# Extract provided:
The test data will consist of approximately several hundred selected full-text articles to be made available in early July with a period of one week to process and return answers. We anticipate to manually annotate at least 50 of these full-text articles from the test set (by the same group of curators and annotation guidelines used for the training documents) and use pooled results from team submissions to evaluate and compare different systems.

We will use the Threshold Average Precision (TAP-k) to evaluate team submissions. The measure is closely related to the well-known average precision in information retrieval. In addition, it reflects the practice of using system output scores in determining relevant results in bioinformatics. Thus, for the GN task, we require teams to return Entrez Gene identifiers accompanied by corresponding confidence scores. We will compute TAP-5, TAP-10, and TAP-20 scores for each submitted run (each team can submit maximally 3 runs). Here is an introduction to the TAP-k metric with 3 examples. For more details, we refer readers to the original paper by Carroll et al., 2010. The measure can be computed at the following website: http://www.ncbi.nlm.nih.gov/CBBresearch/Spouge/html.ncbi/tap/

BioCreative III GN Task Submission Instructions

Team ID: a team identifier was assigned when you registered at the BioCreative Website. Please find this id on your team page as you will need it for naming your submission files.

Test data: A total of 500 full text articles (from various BMC and PLoS journals) will be posted at the BioCreative Website for testing purpose on June 28, 2010. Same as in training data, both XML and PDF formats will be provided.

Deadline: GN results are due Friday July 2, 2010 (you have until 11:59 p.m. in the time zone of your choice).

# Task directions:
Copy out the part of the GN task description that runs from "BioCreative III GN" down to "will be provided.".

# Collected data entries:
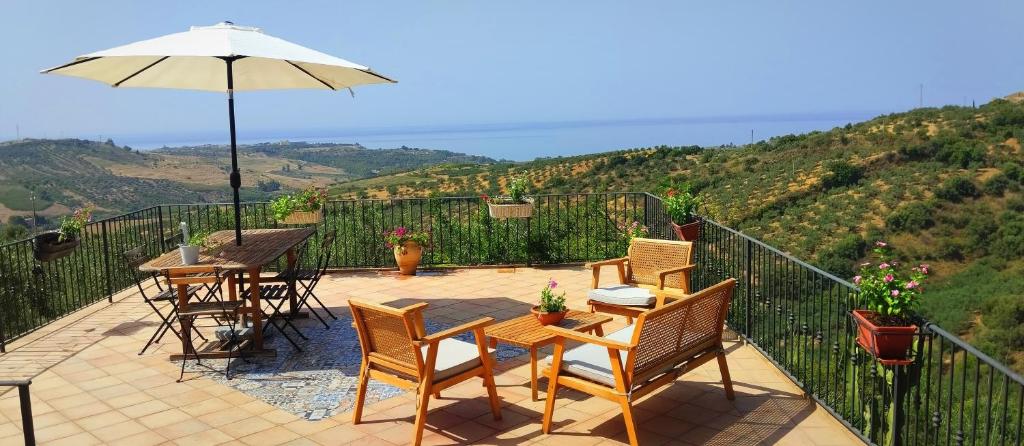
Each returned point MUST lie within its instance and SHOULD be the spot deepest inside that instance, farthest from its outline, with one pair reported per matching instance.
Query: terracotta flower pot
(886, 343)
(548, 318)
(408, 257)
(687, 232)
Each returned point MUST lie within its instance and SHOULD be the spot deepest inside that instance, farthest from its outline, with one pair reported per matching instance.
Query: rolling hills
(942, 185)
(65, 173)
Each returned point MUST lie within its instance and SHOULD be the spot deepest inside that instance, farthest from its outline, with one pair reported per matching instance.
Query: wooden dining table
(259, 248)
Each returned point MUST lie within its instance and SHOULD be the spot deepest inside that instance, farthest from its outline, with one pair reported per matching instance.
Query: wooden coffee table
(527, 332)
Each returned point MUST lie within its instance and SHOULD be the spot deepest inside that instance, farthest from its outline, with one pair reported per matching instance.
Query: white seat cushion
(591, 361)
(623, 295)
(454, 357)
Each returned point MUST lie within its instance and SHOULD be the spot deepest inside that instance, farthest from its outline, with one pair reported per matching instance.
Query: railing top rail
(988, 360)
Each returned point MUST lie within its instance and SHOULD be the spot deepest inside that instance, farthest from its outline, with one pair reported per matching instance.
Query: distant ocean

# Solved exercise:
BioCreative III GN Task Submission Instructions

Team ID: a team identifier was assigned when you registered at the BioCreative Website. Please find this id on your team page as you will need it for naming your submission files.

Test data: A total of 500 full text articles (from various BMC and PLoS journals) will be posted at the BioCreative Website for testing purpose on June 28, 2010. Same as in training data, both XML and PDF formats will be provided.